_DIRECTION_:
Return each line of the data below that contains the string "tall". Case counts.

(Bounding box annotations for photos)
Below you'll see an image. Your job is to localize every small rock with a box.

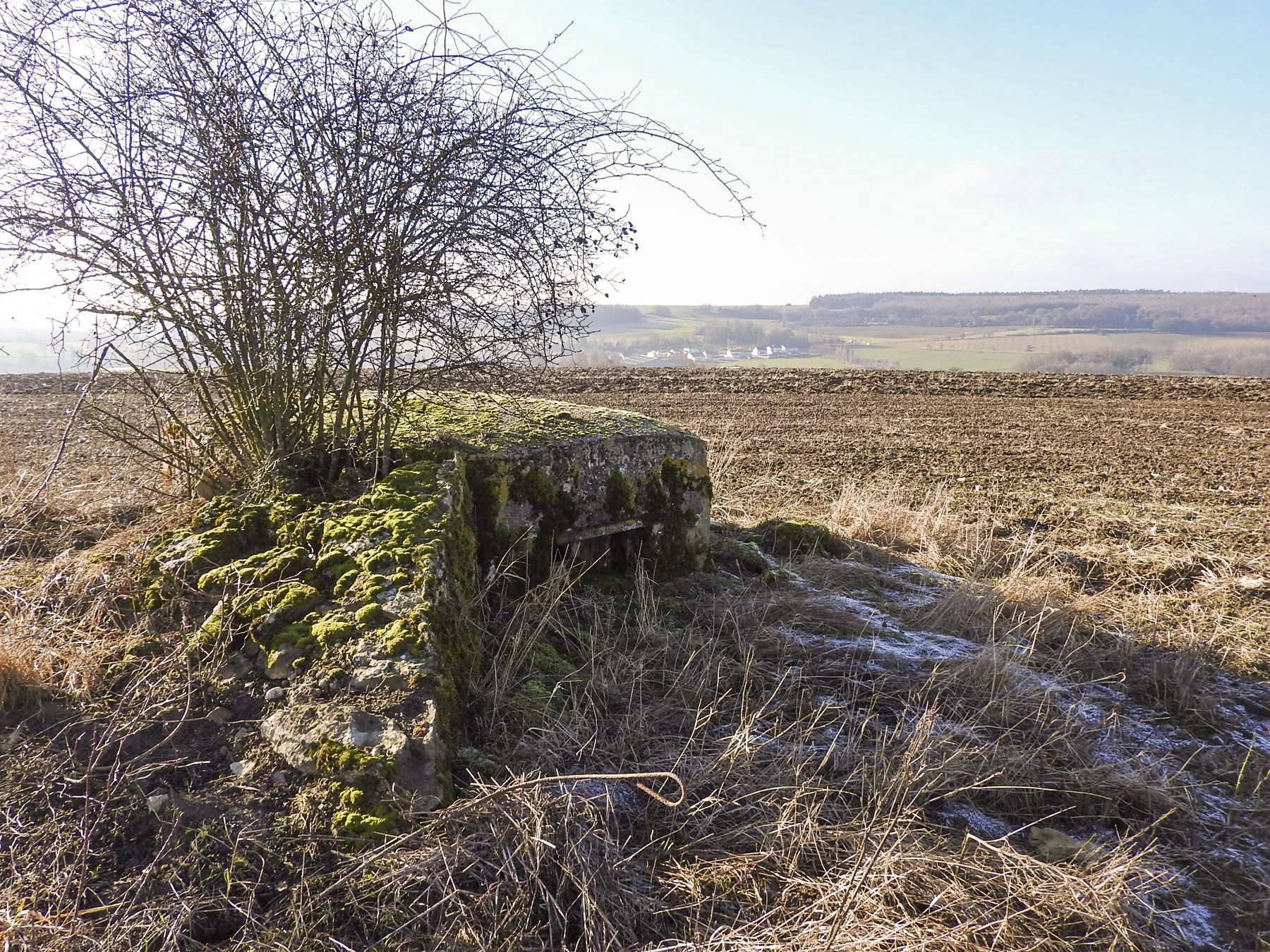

[1027,826,1106,863]
[348,657,435,692]
[216,651,251,681]
[146,792,171,815]
[264,645,303,681]
[260,702,447,809]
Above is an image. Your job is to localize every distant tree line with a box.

[802,289,1270,334]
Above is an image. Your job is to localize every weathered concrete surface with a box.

[151,393,710,833]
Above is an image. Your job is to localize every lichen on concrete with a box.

[147,393,710,833]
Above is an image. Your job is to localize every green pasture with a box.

[586,313,1270,372]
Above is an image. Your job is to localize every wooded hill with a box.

[802,288,1270,334]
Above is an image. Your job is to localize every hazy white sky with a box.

[0,0,1270,355]
[454,0,1270,303]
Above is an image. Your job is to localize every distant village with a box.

[617,344,800,367]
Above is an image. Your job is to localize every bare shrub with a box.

[0,0,748,480]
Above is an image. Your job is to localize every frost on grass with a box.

[742,540,1270,949]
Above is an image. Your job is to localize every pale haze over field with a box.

[0,0,1270,360]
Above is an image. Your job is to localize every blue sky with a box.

[454,0,1270,303]
[0,0,1270,360]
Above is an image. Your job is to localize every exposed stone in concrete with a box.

[260,703,448,809]
[157,393,710,829]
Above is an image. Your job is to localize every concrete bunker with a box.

[150,393,711,834]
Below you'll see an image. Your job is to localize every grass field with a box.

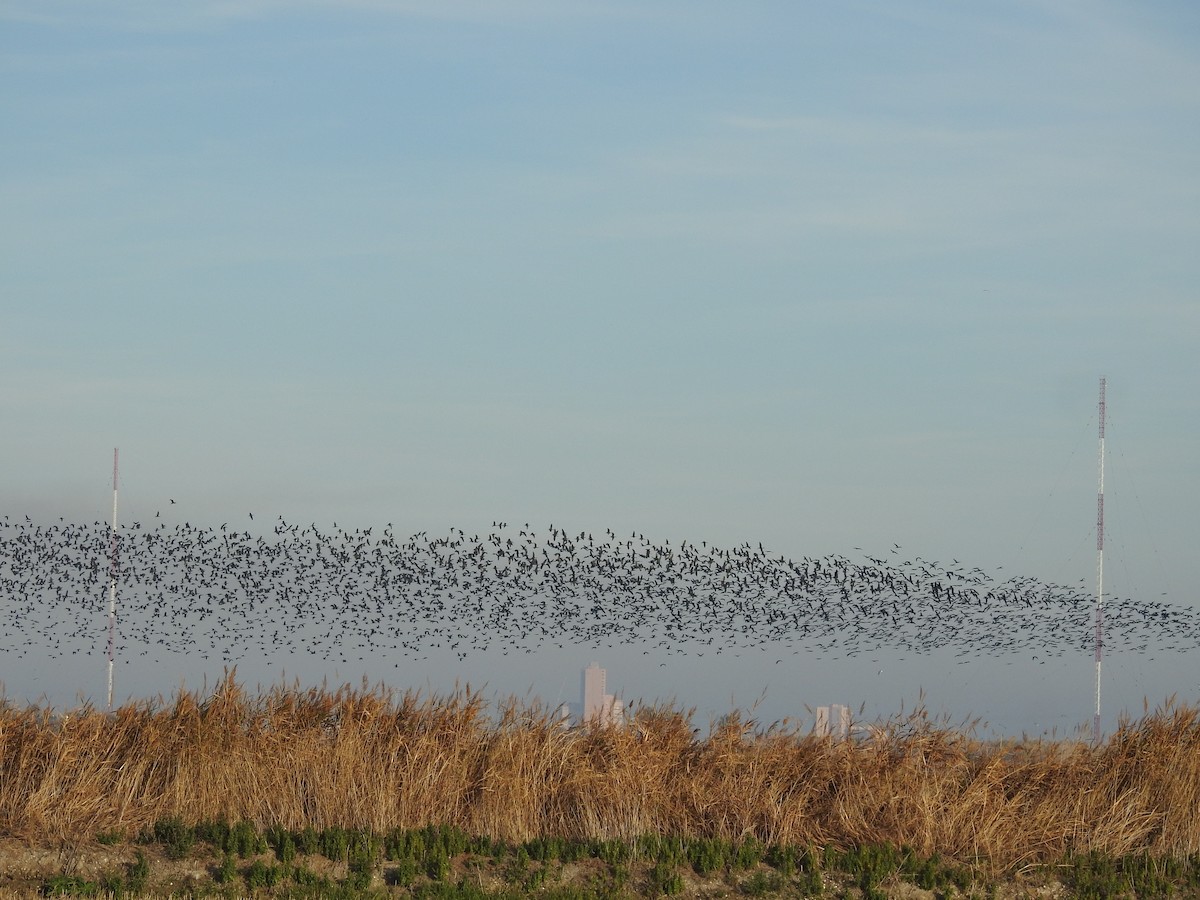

[0,677,1200,893]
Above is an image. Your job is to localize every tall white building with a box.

[814,703,850,740]
[580,662,625,725]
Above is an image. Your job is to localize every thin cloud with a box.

[0,0,636,31]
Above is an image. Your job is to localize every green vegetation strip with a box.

[23,820,1200,900]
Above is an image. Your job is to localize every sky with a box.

[0,0,1200,734]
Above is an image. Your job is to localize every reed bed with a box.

[0,674,1200,869]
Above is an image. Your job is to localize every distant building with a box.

[580,662,625,725]
[814,703,850,740]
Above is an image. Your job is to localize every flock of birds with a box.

[0,515,1200,662]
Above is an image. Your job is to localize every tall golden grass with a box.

[0,676,1200,868]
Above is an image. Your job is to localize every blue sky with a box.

[0,0,1200,730]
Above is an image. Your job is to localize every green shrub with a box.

[154,818,196,859]
[214,851,238,884]
[649,860,684,896]
[42,875,100,896]
[124,850,150,894]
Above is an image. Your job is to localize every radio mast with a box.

[1092,378,1105,746]
[108,446,116,713]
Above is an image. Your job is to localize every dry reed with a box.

[0,676,1200,868]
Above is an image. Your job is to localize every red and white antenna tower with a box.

[108,446,116,713]
[1092,378,1104,746]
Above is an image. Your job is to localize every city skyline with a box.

[0,0,1200,733]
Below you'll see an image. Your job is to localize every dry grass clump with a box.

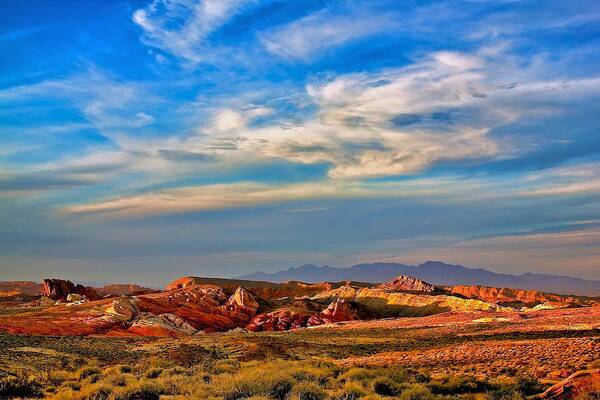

_OUTPUT_:
Above is an image. Your job is to localize every tall white building with a box.
Above is an image. Your job is to localize every tall golden grass with a box.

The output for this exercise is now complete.